start Extract provided
Taxable amount of dividends:

$1,250

Taxable capital gains:

$7,500

Business income:

($29,654)

Total income:

$15,596

 

[73]         With only these sources of income (one of which arises from the sale of the real properties in 2003), how could the Appellant expect to repay the amount borrowed from CIBC to acquire the property unless the property was sold? It seems to me that “the possibility of resale, as an operating motivation for the purchase, must have been in the mind of the” Appellant when the property was acquired. The short holding period (approximately three months) confirms this intention. As well the number of similar transactions (six in 2002 and 2003[5]) is also relevant in determining the Appellant’s intention. The use of the line of credit to fund the purchase price is also relevant, as discussed above. As a result the Appellant’s gain on the sale of the property was an income gain.

 

[74]         The Appellant did not report any part of the gain realized on the sale of the property located at 1581 Rothesay Street in his tax return for 2003. The failure to report his share of the gain (which would be one-half of the gain) was a misrepresentation.
end Extract provided
### Challenge
Quote the passage of the tax decision excerpt from "[73]         With only" up to and including "an income gain.".
start Raw records
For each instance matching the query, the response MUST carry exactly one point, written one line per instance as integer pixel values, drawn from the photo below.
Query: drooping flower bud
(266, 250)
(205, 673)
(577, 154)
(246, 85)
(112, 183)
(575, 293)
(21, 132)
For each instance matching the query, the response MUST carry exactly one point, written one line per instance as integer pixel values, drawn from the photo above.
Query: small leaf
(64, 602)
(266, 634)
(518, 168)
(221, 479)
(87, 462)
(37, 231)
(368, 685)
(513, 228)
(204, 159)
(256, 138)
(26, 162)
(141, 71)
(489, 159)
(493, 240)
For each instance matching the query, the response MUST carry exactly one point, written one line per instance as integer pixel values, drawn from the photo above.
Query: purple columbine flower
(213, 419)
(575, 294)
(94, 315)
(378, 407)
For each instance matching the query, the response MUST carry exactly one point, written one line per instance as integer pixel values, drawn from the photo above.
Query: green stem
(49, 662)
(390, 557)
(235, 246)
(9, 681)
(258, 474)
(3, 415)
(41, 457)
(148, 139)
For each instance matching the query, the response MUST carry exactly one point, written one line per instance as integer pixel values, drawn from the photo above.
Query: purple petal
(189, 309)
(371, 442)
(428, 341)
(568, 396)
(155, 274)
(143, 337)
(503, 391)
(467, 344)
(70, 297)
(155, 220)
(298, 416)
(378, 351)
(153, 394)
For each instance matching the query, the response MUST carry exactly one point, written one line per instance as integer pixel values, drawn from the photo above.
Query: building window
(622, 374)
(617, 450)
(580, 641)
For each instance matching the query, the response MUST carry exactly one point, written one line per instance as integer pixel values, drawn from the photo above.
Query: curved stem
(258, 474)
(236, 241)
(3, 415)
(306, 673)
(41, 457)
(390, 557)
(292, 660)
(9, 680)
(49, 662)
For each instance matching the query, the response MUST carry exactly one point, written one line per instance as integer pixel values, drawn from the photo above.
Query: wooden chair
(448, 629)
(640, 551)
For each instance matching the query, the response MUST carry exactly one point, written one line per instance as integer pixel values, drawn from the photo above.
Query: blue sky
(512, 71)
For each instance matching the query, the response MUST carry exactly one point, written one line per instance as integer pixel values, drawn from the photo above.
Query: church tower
end Raw records
### Exercise answer
[73]         With only these sources of income (one of which arises from the sale of the real properties in 2003), how could the Appellant expect to repay the amount borrowed from CIBC to acquire the property unless the property was sold? It seems to me that “the possibility of resale, as an operating motivation for the purchase, must have been in the mind of the” Appellant when the property was acquired. The short holding period (approximately three months) confirms this intention. As well the number of similar transactions (six in 2002 and 2003[5]) is also relevant in determining the Appellant’s intention. The use of the line of credit to fund the purchase price is also relevant, as discussed above. As a result the Appellant’s gain on the sale of the property was an income gain.